Directions ::
**A)** Decide whether each statement agrees with the text on cancer and personality: (i) the cancer came in 1997; (ii) people who know the writer now would call the writer quiet; (iii) the writer expects no overlap between how the two groups describe the writer. For each, answer yes or no and quote the words of the text that settle it.
**B)** Duplicate, character for character, the part of the text on cancer and personality that opens with the words containing "Malignant Melanoma, Stage" and closes with "of my personality?".

Document segment ::
--*--

Can Cancer Change a Personality?
Malignant Melanoma, Stage II in 1997 -16 Years Cured!
If you introduced people I knew before 1997, my year of the cancer, to those who know me now and asked them to discuss my personality, many would think they were actually discussing two different people. Sure, there would be several consistencies across the two groups, but current acquaintances would be tossing out words like aggressive, frank, and no-nonsense, while the other group, now scandalized, is using words like quiet, unassuming, non-confrontational. Knowing this, would it be a fair observation that I now exhibit a different personality than I did before having cancer? Or is it more accurate to say, that having cancer, changed my priorities, my behaviors and my outlook- thus affecting the perception of my personality?

--*--

Provided records ::

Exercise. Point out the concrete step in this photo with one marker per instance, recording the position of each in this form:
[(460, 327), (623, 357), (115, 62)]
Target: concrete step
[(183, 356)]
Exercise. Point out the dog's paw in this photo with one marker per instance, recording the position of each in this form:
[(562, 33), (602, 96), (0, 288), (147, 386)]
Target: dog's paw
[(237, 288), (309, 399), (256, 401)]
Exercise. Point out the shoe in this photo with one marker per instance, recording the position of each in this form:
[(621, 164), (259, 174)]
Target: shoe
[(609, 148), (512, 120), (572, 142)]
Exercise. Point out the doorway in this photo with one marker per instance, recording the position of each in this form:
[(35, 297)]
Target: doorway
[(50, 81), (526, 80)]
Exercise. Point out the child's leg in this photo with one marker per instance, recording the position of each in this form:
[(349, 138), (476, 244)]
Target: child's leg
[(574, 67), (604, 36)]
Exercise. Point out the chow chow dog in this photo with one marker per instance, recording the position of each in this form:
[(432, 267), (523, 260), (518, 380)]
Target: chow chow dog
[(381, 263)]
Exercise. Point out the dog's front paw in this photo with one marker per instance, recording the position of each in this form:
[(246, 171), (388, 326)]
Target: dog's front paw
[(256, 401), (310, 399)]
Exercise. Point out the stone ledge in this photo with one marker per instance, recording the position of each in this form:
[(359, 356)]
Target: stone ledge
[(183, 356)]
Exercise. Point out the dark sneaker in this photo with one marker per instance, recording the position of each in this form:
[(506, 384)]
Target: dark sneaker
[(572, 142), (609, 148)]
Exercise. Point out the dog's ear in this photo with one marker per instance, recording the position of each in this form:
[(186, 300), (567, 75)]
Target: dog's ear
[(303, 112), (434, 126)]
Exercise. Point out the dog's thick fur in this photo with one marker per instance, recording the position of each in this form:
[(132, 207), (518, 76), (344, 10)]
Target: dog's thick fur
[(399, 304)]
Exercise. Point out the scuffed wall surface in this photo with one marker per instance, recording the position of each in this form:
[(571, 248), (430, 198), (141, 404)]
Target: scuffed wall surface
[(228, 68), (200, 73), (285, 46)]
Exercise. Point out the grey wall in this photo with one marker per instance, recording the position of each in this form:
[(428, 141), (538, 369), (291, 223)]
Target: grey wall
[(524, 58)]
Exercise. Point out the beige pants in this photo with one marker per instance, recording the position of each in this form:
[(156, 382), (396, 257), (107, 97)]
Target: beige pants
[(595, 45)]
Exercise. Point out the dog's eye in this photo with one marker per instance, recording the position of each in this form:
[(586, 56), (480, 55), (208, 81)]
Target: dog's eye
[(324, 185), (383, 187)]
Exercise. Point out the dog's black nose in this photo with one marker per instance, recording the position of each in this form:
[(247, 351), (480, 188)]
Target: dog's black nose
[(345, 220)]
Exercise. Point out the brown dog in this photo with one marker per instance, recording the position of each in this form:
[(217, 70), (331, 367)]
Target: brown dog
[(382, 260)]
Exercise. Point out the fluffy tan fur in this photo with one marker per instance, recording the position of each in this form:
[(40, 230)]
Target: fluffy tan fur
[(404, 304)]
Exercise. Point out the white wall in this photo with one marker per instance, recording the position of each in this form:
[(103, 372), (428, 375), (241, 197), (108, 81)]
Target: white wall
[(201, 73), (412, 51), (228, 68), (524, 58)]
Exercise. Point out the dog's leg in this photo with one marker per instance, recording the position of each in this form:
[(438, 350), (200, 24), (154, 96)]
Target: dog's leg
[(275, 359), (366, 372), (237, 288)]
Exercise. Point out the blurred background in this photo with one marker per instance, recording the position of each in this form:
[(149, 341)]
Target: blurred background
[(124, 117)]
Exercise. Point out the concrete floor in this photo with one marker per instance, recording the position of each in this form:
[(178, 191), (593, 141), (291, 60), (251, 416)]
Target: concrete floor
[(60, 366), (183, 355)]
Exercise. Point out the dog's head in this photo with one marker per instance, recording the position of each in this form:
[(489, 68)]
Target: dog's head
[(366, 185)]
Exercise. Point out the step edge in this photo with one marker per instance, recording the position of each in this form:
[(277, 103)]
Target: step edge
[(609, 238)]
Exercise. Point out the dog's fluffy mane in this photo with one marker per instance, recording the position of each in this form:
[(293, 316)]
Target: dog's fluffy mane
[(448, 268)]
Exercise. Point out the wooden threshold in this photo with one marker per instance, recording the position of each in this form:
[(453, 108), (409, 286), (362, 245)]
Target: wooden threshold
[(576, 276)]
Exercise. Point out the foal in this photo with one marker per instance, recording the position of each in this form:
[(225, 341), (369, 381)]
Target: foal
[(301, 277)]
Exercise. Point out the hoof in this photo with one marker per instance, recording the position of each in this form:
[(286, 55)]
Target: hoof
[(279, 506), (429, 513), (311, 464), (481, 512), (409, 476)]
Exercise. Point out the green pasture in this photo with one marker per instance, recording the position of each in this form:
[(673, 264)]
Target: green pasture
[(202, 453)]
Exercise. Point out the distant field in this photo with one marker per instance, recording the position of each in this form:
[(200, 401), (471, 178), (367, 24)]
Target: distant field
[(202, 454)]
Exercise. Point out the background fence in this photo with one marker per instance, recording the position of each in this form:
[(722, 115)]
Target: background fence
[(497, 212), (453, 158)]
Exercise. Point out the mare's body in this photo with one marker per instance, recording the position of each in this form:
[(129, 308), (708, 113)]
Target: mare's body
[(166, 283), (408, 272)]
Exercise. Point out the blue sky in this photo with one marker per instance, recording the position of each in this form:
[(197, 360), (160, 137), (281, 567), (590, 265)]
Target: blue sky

--*--

Answers to the tasks ::
**A)**
(i) Yes: "my year of the cancer"
(ii) No: "current acquaintances would be tossing out words like aggressive, frank, and no-nonsense"
(iii) No: "Sure, there would be several consistencies across the two groups"

**B)**
Malignant Melanoma, Stage II in 1997 -16 Years Cured!
If you introduced people I knew before 1997, my year of the cancer, to those who know me now and asked them to discuss my personality, many would think they were actually discussing two different people. Sure, there would be several consistencies across the two groups, but current acquaintances would be tossing out words like aggressive, frank, and no-nonsense, while the other group, now scandalized, is using words like quiet, unassuming, non-confrontational. Knowing this, would it be a fair observation that I now exhibit a different personality than I did before having cancer? Or is it more accurate to say, that having cancer, changed my priorities, my behaviors and my outlook- thus affecting the perception of my personality?